Provided passage
>> Start

We have, respectively,

$$\begin{aligned} \varPsi _1^E\le & {} 2 \bigg ( {||\varPi ^0_{p-1} (\varvec{\kappa }(\varPi ^0_{p-1} \nabla u_h- \nabla u))||}_{0,E}^2 + {||\varPi ^0_{p-1} (\varvec{\kappa }\nabla u) - \varvec{\kappa }\nabla u||}_{0,E}^2\\&+ {||\varvec{\kappa }\nabla u - \varvec{\kappa }\varPi ^0_{p-1} \nabla u_h||}_{0,E}^2 \bigg ) \\\le & {} 2{||\varPi ^0_{p-1} (\varvec{\kappa }\nabla u) - \varvec{\kappa }\nabla u||}_{0,E}^2 + 4{||\varvec{\kappa }( \nabla u - \varPi ^0_{p-1} \nabla u_h)||}_{0,E}^2\\\le & {} 2{||\varPi ^0_{p-1} (\varvec{\kappa }\nabla u) - \varvec{\kappa }\nabla u||}_{0,E}^2 + 8{\kappa ^*}^2 {||\nabla u - \nabla u_h||}_{0,E}^2\\&+\, 8{\kappa ^*}^2 {||\nabla u_h- \varPi ^0_{p-1} \nabla u_h||}_{0,E}^2, \end{aligned}$$

using the stability of the \(L^2\) projection operator and (2.2). Using (5.9) and (3.6) the final term can be controlled by the stabilising term, resulting in the required bound. A completely analogous argument can be applied to each of the remaining terms of \(\varPsi ^{E}\). \(\square \)

>> End

What you need to do
Please state what the proof excerpt says the final term can be controlled by. These items come from a separate source.

Excerpts from a detection dataset:

>> Start

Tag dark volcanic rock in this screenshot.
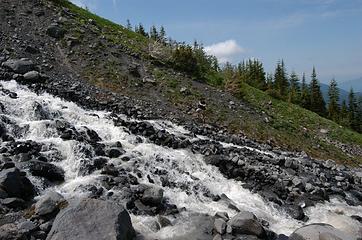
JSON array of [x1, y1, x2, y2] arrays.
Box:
[[228, 211, 265, 237], [2, 58, 34, 74], [46, 23, 65, 39], [0, 168, 35, 200], [35, 192, 66, 216], [28, 160, 64, 182], [289, 224, 357, 240], [47, 199, 135, 240], [141, 186, 163, 206]]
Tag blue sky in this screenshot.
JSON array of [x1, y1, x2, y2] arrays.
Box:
[[72, 0, 362, 82]]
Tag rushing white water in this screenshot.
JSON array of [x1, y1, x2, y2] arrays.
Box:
[[0, 81, 362, 239]]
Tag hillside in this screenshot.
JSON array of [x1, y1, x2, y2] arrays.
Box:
[[321, 83, 362, 103], [0, 1, 362, 165], [0, 0, 362, 240]]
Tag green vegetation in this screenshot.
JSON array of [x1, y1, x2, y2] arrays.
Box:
[[49, 1, 362, 165]]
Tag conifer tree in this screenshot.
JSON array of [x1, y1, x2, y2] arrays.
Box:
[[266, 73, 274, 90], [300, 73, 310, 109], [328, 79, 340, 121], [150, 25, 159, 41], [126, 19, 133, 31], [159, 26, 166, 43], [309, 67, 326, 116], [338, 100, 349, 127], [288, 71, 300, 103], [135, 23, 148, 37], [274, 60, 289, 97], [348, 88, 360, 131]]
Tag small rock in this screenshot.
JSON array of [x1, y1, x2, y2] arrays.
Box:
[[2, 58, 34, 74], [24, 71, 40, 82], [18, 221, 37, 232], [141, 186, 163, 206], [214, 218, 226, 235], [35, 192, 66, 216], [46, 23, 65, 39], [228, 211, 265, 237]]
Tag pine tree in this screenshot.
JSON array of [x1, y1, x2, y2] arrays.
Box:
[[135, 23, 148, 37], [309, 67, 326, 116], [274, 60, 289, 97], [300, 73, 310, 109], [150, 25, 159, 41], [266, 73, 274, 91], [126, 19, 133, 31], [328, 79, 340, 121], [159, 26, 166, 43], [288, 72, 301, 103], [348, 88, 360, 131], [237, 59, 267, 90], [338, 100, 349, 127]]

>> End

Written solution
The stabilizing term, using (5.9) and (3.6).